- DIRECTIONS -
Update the records below by replacing every occurrence of "bounding box" with "rectangle", and leave everything else as it is.

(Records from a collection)
════════════════

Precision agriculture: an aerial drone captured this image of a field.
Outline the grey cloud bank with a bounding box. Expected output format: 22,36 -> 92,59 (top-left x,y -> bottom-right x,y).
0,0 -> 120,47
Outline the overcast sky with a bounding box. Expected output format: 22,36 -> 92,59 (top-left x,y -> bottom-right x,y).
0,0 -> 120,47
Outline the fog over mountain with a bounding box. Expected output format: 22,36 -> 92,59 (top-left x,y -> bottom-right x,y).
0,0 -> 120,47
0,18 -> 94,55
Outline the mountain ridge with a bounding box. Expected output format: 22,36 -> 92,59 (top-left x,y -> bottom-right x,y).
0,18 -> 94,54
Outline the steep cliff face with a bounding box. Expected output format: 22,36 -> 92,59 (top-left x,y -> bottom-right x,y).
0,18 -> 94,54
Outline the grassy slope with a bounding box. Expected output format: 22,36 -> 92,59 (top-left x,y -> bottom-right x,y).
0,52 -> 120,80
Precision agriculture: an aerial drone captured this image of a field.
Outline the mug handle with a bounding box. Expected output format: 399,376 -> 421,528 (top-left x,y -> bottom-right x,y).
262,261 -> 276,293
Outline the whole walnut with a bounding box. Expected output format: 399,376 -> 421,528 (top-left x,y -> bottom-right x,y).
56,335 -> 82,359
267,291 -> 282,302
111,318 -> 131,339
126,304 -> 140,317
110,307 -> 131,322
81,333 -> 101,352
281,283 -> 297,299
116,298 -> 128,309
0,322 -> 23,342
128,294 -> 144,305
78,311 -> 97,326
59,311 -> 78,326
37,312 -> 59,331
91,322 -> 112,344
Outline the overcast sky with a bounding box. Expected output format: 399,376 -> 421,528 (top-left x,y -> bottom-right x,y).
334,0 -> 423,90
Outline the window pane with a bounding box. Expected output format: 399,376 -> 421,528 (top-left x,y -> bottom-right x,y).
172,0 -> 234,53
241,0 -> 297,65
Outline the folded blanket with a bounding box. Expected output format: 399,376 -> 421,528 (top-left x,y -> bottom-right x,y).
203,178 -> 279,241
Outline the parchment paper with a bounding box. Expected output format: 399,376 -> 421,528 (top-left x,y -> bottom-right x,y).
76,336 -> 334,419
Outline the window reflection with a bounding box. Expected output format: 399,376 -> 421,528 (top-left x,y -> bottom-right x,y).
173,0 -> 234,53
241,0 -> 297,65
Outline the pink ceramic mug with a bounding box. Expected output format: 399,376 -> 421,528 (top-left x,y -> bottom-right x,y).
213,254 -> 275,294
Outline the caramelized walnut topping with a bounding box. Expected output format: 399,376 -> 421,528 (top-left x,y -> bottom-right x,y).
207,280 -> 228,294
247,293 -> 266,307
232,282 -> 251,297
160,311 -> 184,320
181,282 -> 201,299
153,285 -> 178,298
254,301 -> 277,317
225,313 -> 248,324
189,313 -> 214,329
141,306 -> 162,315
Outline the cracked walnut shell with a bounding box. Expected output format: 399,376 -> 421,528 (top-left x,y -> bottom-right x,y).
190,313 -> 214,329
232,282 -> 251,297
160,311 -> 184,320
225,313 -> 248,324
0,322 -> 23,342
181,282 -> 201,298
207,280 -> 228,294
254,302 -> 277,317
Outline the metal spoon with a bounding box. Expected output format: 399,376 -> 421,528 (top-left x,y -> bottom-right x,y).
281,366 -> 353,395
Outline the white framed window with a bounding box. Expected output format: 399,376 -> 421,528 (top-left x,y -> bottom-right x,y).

════════════════

- RESULT FOR THIS EXERCISE -
Precision agriculture: an aerial drone captured this image of a field.
Outline the grey cloud bank with a rectangle. Expected output format: 22,36 -> 92,59 (top-left x,y -> bottom-right x,y).
0,0 -> 120,47
Outline the overcast sky with a rectangle. Expected output format: 22,36 -> 92,59 (top-left x,y -> bottom-right x,y).
0,0 -> 120,47
Outline the fog over mountain with a rectangle. Expected output format: 22,36 -> 92,59 (top-left x,y -> bottom-right x,y).
0,0 -> 120,47
0,18 -> 94,55
Outline the mountain ridge with a rectangle. Expected output format: 22,36 -> 92,59 (top-left x,y -> bottom-right x,y).
0,18 -> 94,54
Outline the steep cliff face with a rectangle. Expected output format: 22,36 -> 92,59 (top-left x,y -> bottom-right x,y).
0,18 -> 94,54
Outline the grassy slope with a rectangle. Expected output format: 22,36 -> 92,59 (top-left x,y -> bottom-right x,y).
0,52 -> 120,80
Precision agriculture: an aerial drone captured this image of a field.
Outline the mug handle with a rectangle. Expected output format: 399,376 -> 421,528 (top-left x,y -> bottom-right x,y).
262,261 -> 276,293
Outline the whole walnut with a rectangle. Expected output format: 399,376 -> 421,528 (top-left x,y -> bottom-right x,y).
56,335 -> 82,359
267,291 -> 282,302
111,318 -> 131,339
126,304 -> 140,317
110,307 -> 131,322
81,333 -> 101,352
281,283 -> 297,299
116,298 -> 128,309
0,322 -> 23,342
128,294 -> 144,305
78,311 -> 97,326
59,311 -> 78,326
37,312 -> 59,331
91,322 -> 112,344
Outline the overcast sky with a rectangle. Expected output format: 399,376 -> 421,528 (top-left x,y -> bottom-right x,y).
334,0 -> 423,90
Outline the window pane with a rectangle. Expected output format: 399,376 -> 421,528 (top-left x,y -> bottom-right x,y).
172,0 -> 234,53
241,0 -> 297,65
Outline the folded blanket with a rectangle. Expected output format: 399,376 -> 421,528 (top-left x,y -> bottom-right x,y).
203,178 -> 279,241
Outline the parchment paper with a rectangle. Expected output format: 399,376 -> 421,528 (top-left x,y -> bottom-right x,y).
76,336 -> 334,419
Outline the window reflection with a rectangle. Expected output format: 399,376 -> 421,528 (top-left x,y -> bottom-right x,y).
173,0 -> 234,53
241,0 -> 297,65
Outline the pink ceramic mug with a rectangle. Expected output format: 399,376 -> 421,528 (top-left x,y -> bottom-right x,y).
213,254 -> 275,294
Outline the caramelized walnut topping with a rectangle. Expected output format: 399,376 -> 421,528 (top-left x,y -> bottom-right x,y).
207,280 -> 228,294
247,293 -> 266,307
232,282 -> 251,297
160,311 -> 184,320
181,282 -> 201,299
153,285 -> 178,298
254,301 -> 277,317
225,313 -> 248,324
189,313 -> 214,329
141,306 -> 162,315
Outline the cracked walnut shell with a rectangle. Expected output format: 399,376 -> 421,528 (top-left x,y -> bottom-right x,y).
190,313 -> 214,329
232,282 -> 251,297
160,311 -> 184,320
225,313 -> 248,324
0,322 -> 23,342
181,282 -> 201,298
207,280 -> 228,294
254,302 -> 277,317
Outline the metal spoon with a rectangle. Expected output format: 399,376 -> 421,528 (top-left x,y -> bottom-right x,y).
281,366 -> 353,395
Outline the white framed window with a rectangle. Expected output format: 399,376 -> 421,528 (top-left x,y -> bottom-right x,y).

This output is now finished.